[Supplied text]
= = = = =

Johnson has all but decided to run Volponi in the Travers.

"If he stays healthy and doesn't cough or do anything else, we're going to run,' Johnson said. "If anything changes, we'll back off because he's a nice horse with a future.'

Johnson said Migliore, who was aboard for the July 30 win, would ride Volponi in the Travers. Migliore rode Free of Love to a second-place finish in the Jim Dandy, but Free of Love is not expected to run back in the Travers.

Meanwhile, E Dubai, winner of the Dwyer Stakes on July 8, breezed seven furlongs in 1:27.42 on Tuesday. E Dubai skipped the Jim Dandy because his connections, Sheikh Mohammed al Maktoum's Godolphin Racing Inc., did not want to run him twice in three weeks.

Balto Star, winner of the Arkansas Derby and a potential Travers starter, worked four furlongs in 49.33 seconds Tuesday over the training track. Balto Star has not run since finishing eighth in the Belmont Stakes.

= = = = =

According to the horse racing report, who will ride Volponi in the Travers? The items that come after the horse racing report are drawn from a separate source.

[Given records]

= = = = =

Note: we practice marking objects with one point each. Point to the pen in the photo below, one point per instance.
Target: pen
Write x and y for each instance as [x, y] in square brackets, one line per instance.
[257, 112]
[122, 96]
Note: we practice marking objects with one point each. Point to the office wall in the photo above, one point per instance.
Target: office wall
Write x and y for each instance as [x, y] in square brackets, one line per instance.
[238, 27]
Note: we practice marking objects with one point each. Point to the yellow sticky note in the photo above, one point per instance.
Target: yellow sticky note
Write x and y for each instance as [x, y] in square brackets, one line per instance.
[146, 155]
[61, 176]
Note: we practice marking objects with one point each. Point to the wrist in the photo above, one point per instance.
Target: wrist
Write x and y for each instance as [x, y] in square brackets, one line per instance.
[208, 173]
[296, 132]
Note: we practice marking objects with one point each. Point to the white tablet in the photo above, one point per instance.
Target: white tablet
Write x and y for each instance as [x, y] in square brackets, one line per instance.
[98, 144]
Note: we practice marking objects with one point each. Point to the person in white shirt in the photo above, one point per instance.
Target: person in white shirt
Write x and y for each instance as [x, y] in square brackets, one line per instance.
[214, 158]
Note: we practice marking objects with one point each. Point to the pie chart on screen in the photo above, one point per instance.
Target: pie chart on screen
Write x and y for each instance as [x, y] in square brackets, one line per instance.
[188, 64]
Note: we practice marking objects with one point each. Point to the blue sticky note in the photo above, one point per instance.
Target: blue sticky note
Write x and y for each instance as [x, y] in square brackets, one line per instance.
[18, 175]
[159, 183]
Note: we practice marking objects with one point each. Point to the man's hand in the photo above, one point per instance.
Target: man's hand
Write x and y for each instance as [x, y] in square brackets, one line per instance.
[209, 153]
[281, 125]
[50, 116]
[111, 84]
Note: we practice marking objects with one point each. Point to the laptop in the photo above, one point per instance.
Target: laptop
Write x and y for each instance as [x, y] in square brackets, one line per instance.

= = = = =

[Response to this exercise]
Migliore will ride Volponi in the Travers.